- Ethnicity: Arab
- Location: United Arab Emirates, Oman
- Branches: Daramikah , Al Badi , Al Yabhouni (Noble)
- Language: Arabic
- Religion: Sunni Islam

= Dhawahir =

Bedouin tribe of the United Arab Emirates and Oman

The Dhawahir (ظَوَاهِر; singular Al Dhahiri (ٱلظَّاهِرِي)) is a tribe of the United Arab Emirates (UAE) and Oman. The tribe's main centre was the Buraimi Oasis and the village, then town (now city) of Al Ain. They have long had a strong alliance with the Ruling family of Abu Dhabi, the Al Nahyan, and the Bani Yas confederation. The Al Dhaheri family share close relations with the leading royal family of the United Arab Emirates through many way's, Sheikh Nasser was a son of Zayed bin Sultan Al Nahyan, the founding president of the United Arab Emirates. His mother was Sheikha Amna bint Salah Al Badi, who is from the Bedouin branch of the Dhawahir tribe.

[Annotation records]
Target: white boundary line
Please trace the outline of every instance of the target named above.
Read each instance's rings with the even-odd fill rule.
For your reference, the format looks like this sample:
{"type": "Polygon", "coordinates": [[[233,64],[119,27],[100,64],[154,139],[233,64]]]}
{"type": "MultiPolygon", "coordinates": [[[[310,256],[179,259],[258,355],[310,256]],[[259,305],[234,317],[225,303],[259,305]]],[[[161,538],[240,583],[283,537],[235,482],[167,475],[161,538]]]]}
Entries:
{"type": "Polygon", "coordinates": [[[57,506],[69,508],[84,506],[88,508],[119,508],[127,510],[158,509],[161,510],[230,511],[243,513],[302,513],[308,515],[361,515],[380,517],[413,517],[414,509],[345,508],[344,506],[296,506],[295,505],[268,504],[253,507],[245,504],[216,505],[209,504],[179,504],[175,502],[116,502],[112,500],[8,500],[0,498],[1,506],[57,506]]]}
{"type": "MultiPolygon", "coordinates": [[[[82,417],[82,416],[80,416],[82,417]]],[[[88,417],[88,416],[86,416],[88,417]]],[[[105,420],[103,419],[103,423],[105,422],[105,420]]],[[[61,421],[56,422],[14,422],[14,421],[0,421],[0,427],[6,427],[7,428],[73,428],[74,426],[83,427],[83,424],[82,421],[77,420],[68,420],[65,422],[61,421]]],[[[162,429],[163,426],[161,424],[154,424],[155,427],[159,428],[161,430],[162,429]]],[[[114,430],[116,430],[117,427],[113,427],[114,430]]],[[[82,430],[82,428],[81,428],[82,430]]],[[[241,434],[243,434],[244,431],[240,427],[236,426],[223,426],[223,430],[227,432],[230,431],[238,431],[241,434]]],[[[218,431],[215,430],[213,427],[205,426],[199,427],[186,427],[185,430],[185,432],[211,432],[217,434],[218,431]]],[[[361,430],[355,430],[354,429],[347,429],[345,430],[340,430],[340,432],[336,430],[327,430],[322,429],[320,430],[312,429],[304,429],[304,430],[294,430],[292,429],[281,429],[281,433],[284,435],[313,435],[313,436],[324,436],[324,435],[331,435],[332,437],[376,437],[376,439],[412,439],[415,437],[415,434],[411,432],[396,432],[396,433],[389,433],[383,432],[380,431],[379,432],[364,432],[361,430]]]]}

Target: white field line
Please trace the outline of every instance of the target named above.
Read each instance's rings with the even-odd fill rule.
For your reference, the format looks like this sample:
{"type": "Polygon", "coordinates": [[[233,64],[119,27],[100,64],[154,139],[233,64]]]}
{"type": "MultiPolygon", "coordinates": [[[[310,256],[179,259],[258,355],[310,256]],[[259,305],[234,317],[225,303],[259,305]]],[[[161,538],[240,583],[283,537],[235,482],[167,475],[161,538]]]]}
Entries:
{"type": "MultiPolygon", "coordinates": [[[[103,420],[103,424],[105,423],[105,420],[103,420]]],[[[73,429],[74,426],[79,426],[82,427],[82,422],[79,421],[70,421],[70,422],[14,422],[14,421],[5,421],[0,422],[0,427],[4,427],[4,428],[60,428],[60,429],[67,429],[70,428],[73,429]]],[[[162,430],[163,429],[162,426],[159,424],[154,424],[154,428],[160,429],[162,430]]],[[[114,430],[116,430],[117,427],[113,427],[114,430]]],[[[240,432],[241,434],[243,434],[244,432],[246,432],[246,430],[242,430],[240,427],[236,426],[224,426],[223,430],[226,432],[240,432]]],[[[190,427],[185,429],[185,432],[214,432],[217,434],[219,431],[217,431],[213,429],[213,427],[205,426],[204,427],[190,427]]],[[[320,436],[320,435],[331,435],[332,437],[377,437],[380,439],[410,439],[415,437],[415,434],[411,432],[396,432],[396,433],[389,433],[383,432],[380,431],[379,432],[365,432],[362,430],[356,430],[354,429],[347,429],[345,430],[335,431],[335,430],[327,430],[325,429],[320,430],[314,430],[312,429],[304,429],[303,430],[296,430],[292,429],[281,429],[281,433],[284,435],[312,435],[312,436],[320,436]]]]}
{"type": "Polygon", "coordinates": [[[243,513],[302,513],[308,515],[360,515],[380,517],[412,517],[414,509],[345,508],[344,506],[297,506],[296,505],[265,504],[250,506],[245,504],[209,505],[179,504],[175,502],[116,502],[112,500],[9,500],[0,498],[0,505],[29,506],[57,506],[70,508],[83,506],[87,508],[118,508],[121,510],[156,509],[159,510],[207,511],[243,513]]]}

What to work on: List every branch of the tribe that the Dhawahir text names.

Answer for this exercise: Daramikah, Al Badi, Al Yabhouni